# TASK REQUIREMENTS:
Rewrite every one of the entries below, swapping "innermost point" for "central point" and keeping everything else the same. Leave the pictures out of your answer.

··· DATASET ROWS

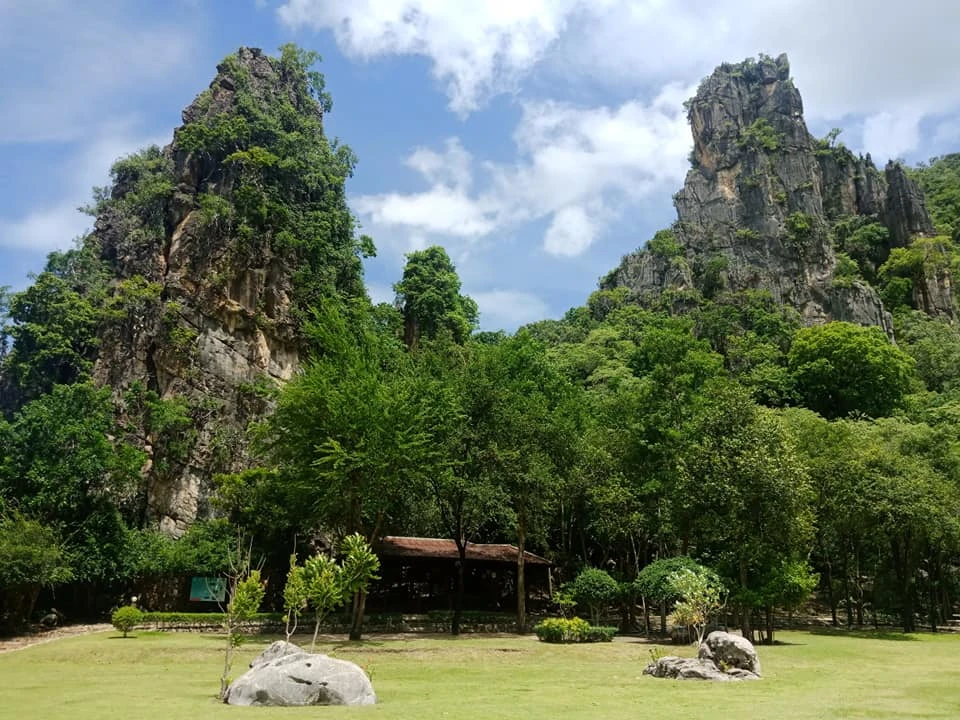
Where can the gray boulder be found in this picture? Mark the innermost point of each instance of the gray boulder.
(722, 657)
(285, 675)
(687, 669)
(730, 652)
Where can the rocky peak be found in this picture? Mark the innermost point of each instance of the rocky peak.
(207, 278)
(760, 198)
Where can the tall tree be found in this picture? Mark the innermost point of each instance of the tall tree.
(429, 297)
(840, 368)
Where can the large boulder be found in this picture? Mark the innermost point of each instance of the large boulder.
(730, 651)
(284, 675)
(722, 657)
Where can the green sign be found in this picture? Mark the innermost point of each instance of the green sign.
(208, 589)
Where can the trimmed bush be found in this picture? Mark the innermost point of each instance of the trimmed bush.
(573, 630)
(126, 618)
(594, 589)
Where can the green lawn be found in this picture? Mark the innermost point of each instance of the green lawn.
(175, 676)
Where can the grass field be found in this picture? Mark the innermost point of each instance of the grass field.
(157, 676)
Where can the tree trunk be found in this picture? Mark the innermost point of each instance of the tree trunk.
(458, 600)
(359, 604)
(521, 583)
(745, 626)
(831, 596)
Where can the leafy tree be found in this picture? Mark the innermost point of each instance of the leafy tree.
(429, 297)
(934, 346)
(288, 179)
(347, 435)
(940, 181)
(700, 598)
(594, 590)
(654, 583)
(840, 368)
(324, 587)
(65, 466)
(358, 570)
(53, 331)
(32, 557)
(295, 596)
(246, 591)
(743, 496)
(126, 618)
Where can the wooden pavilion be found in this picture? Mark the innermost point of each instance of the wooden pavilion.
(420, 574)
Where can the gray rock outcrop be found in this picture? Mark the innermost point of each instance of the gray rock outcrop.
(757, 205)
(722, 657)
(286, 675)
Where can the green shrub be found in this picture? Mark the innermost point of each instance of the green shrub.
(760, 135)
(603, 633)
(562, 630)
(126, 618)
(594, 589)
(572, 630)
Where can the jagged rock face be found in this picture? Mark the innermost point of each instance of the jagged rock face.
(222, 327)
(905, 214)
(756, 206)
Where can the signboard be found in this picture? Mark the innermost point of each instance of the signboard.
(208, 589)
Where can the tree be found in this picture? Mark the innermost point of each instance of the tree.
(594, 590)
(53, 332)
(839, 368)
(653, 583)
(347, 436)
(126, 618)
(32, 557)
(64, 464)
(531, 423)
(359, 569)
(466, 497)
(743, 496)
(295, 596)
(323, 588)
(246, 591)
(429, 297)
(700, 598)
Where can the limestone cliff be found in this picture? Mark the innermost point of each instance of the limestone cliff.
(206, 286)
(759, 201)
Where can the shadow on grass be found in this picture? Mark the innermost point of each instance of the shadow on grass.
(866, 634)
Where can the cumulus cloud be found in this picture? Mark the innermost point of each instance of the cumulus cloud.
(892, 134)
(56, 225)
(858, 56)
(576, 166)
(852, 58)
(71, 58)
(477, 48)
(508, 308)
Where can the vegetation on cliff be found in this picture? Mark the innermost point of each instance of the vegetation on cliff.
(699, 405)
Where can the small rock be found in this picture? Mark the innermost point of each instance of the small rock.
(286, 675)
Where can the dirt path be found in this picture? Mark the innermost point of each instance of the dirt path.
(24, 641)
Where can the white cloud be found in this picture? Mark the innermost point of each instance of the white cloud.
(477, 48)
(575, 168)
(72, 58)
(892, 134)
(508, 308)
(380, 293)
(857, 57)
(851, 57)
(54, 226)
(571, 232)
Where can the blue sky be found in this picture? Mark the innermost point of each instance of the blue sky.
(537, 140)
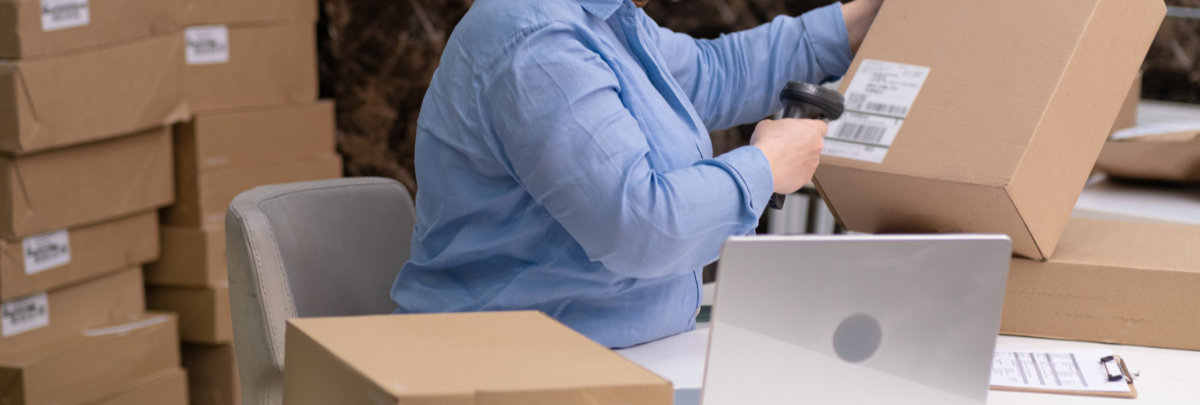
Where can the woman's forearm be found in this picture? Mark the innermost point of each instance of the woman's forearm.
(859, 14)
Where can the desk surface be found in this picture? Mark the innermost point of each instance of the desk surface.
(1167, 376)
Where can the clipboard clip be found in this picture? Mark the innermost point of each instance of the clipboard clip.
(1116, 369)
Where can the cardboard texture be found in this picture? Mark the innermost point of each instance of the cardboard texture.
(103, 301)
(485, 358)
(76, 97)
(93, 366)
(23, 32)
(267, 65)
(191, 257)
(84, 183)
(203, 200)
(93, 249)
(168, 387)
(1128, 114)
(211, 374)
(1170, 157)
(1111, 282)
(245, 139)
(204, 12)
(1019, 98)
(204, 313)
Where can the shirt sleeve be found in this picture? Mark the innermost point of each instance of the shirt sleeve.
(557, 116)
(737, 78)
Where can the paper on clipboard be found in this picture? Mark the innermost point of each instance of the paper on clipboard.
(1066, 372)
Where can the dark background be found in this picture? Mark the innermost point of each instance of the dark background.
(377, 58)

······

# ANSWER FOR THIS EXERCISE:
Where can the gray boulder be found in this picture? Mark the central point of each instance of the gray boulder.
(722, 657)
(285, 675)
(687, 669)
(730, 652)
Where can the rocky peak be found in this picture? Mark the central point of each instance of the rocky peak.
(207, 278)
(760, 198)
Where can the tall tree be found in this picture? Mark the central point of each instance of the tall tree.
(429, 297)
(840, 368)
Where can the large boulder be found in this picture? Mark the central point of each instance of the large boulder.
(730, 651)
(284, 675)
(722, 657)
Where can the green sign be found in this picture? Mark the central point of each instance of the green sign.
(208, 589)
Where can the trimmed bush be found in this picture? Mark the central point of each instance of the trimmed bush.
(573, 630)
(126, 618)
(594, 589)
Where can the green lawn be found in this picture? Mark the central point of each instance of the green lawn.
(175, 676)
Where can the grass field be found in this picture? Mark the central point of each instance of the grass field.
(157, 676)
Where can the tree trunk be found in this picture? Mark the central point of each instance of the tree trunk.
(458, 600)
(359, 604)
(521, 583)
(745, 626)
(831, 596)
Where can the leafy tree be found in this picture? Mark the central point of each instance of the leafy tree.
(429, 297)
(934, 346)
(288, 179)
(347, 435)
(940, 181)
(700, 598)
(594, 590)
(654, 583)
(840, 368)
(324, 587)
(65, 466)
(358, 570)
(53, 331)
(32, 557)
(295, 596)
(246, 591)
(743, 496)
(126, 618)
Where can the wooden pavilion be found in this picture? Mark the central point of each instance of the wooden pavilion.
(420, 574)
Where can the gray rock outcrop be found in this picture? Mark the central point of each instance of the gray rock outcrop.
(757, 205)
(722, 657)
(286, 675)
Where can the green shrub be found in this picture? Mark the central point of each instance of the green shrub.
(760, 135)
(603, 633)
(562, 630)
(126, 618)
(594, 589)
(572, 630)
Where can the jagged rock face be found in this picture? Mark the central point of each instance of the jagged rock face.
(222, 327)
(905, 214)
(756, 206)
Where can the signboard be found in this picture? Mark the central point of each instance of the signboard.
(208, 589)
Where can the tree be found in this picture? Mark the central point of each instance of the tree.
(594, 590)
(53, 332)
(839, 368)
(653, 583)
(347, 436)
(126, 618)
(32, 557)
(64, 464)
(531, 423)
(359, 569)
(466, 497)
(743, 496)
(295, 596)
(323, 588)
(246, 591)
(429, 297)
(700, 598)
Where can the limestone cliff be found in this picture? Mark the central point of each instance of the limestone cliff.
(206, 286)
(759, 201)
Where can the shadow on grass be found in this picture? Mark the central point of each instance of the shadow on grass.
(866, 634)
Where can the cumulus cloud be found in this picture? Mark the central point of each instance of the cumulus cloud.
(892, 134)
(56, 225)
(858, 56)
(576, 166)
(852, 58)
(71, 58)
(477, 48)
(508, 308)
Where can the vegetation on cliff be found in this picture? Mark the central point of each instance of the vegetation on cliff.
(699, 405)
Where can the small rock be found in this picture? Mark the central point of each instance of the small rock.
(286, 675)
Where can the dirt path be found in this picture? Mark the central point of each instance of the dirt path.
(24, 641)
Where can the white cloud be found in this picture? Mark the central point of each instance of the white cloud.
(477, 48)
(575, 168)
(72, 58)
(892, 134)
(508, 308)
(380, 293)
(857, 57)
(851, 57)
(54, 226)
(571, 232)
Where can the blue sky be found in this picture? Mark the central point of each instance of the blue sky.
(537, 140)
Where can the woman's forearm be found in this picture? Mark the central point of each instance of the woman's forearm.
(859, 14)
Where can the desk surface be found in this picture? Mark the central point of each instance of the desk surface.
(1167, 376)
Where can the clipboard clip be found in this picture? Mark the central point of each instance of the clipboard clip.
(1116, 369)
Where can the cardboard texture be found in this picture? Mark the central point of each instance of the cardboard texture.
(103, 301)
(485, 358)
(76, 97)
(93, 366)
(23, 32)
(267, 65)
(191, 257)
(84, 183)
(203, 200)
(93, 249)
(168, 387)
(1128, 114)
(211, 374)
(1170, 157)
(1111, 282)
(245, 139)
(204, 12)
(1019, 98)
(204, 313)
Where can the shirt sleeve be found in this picture? Mark the central point of each instance of the shirt sleeve.
(557, 116)
(737, 78)
Where can the paper on clipboard be found in this picture? Mark the central point of each instance of the paper on clipboard.
(1066, 372)
Where can the dark background be found in this picture? Mark the central point of each instance of the dark background.
(377, 58)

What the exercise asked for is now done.